Stated exercise 1 ▸
Please count the lines in the records that contain the word "roof" and reply with that number alone.

Samir Muratović (born 25 February 1976) is a Bosnian retired professional footballer.

After finishing his playing career, Muratović spent more than two years as head scout of Austrian Bundesliga club Sturm Graz from July 2017 to September 2019. From May 2019 until December 2020, he worked as the sporting director of Bosnian Premier League club Tuzla City.

Club career
Muratović started his career at Drina Zvornik. He then moved to Turkey for Kocaelispor. In 1999, he moved back to Bosnia and Herzegovina and signed with Željezničar of the First League of Bosnia and Herzegovina. Muratović then had a short spell at Chemnitzer FC and then moved to Russian Premier League club Saturn Ramenskoye.

In January 2004, he moved to Grazer, until summer 2007, when the club was relegated.

Dataset records ▸
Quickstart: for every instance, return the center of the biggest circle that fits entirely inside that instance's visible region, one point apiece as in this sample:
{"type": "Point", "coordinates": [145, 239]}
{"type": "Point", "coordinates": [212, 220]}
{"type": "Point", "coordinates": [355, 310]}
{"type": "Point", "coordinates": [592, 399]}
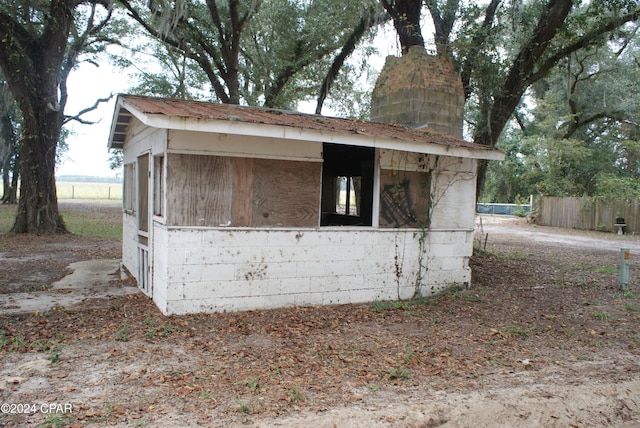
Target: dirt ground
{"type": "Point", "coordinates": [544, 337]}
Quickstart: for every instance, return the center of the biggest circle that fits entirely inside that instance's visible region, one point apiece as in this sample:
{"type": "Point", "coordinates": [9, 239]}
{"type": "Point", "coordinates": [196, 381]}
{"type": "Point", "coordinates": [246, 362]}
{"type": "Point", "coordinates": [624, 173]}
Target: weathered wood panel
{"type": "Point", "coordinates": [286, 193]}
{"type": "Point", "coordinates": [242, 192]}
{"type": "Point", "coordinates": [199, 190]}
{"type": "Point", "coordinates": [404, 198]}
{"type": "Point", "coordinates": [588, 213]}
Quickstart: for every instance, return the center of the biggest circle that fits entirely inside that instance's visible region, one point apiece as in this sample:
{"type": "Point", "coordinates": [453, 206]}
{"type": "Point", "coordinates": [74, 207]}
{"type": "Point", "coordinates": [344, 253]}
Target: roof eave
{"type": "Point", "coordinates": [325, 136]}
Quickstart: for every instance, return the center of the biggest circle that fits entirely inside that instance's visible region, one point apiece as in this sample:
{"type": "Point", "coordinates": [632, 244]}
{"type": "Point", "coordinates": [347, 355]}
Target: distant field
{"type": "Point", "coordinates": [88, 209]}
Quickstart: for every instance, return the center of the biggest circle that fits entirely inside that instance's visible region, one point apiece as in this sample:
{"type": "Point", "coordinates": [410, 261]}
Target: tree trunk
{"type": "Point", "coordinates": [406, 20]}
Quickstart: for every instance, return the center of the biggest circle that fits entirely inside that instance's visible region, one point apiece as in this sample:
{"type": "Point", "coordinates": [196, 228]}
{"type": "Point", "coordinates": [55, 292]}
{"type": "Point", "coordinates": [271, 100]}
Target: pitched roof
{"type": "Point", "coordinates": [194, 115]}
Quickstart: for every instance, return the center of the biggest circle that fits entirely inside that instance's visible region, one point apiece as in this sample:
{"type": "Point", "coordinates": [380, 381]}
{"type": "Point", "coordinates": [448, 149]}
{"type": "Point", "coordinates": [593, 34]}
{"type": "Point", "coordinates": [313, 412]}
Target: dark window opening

Stated exercise 2 ▸
Answer these questions from the Muratović biography:
(a) Which club employed Muratović as head scout?
(b) In what year did he move back to Bosnia and Herzegovina?
(c) In what month and year did he move to Grazer?

Expected answer 1 ▸
2

Expected answer 2 ▸
(a) Sturm Graz
(b) 1999
(c) January 2004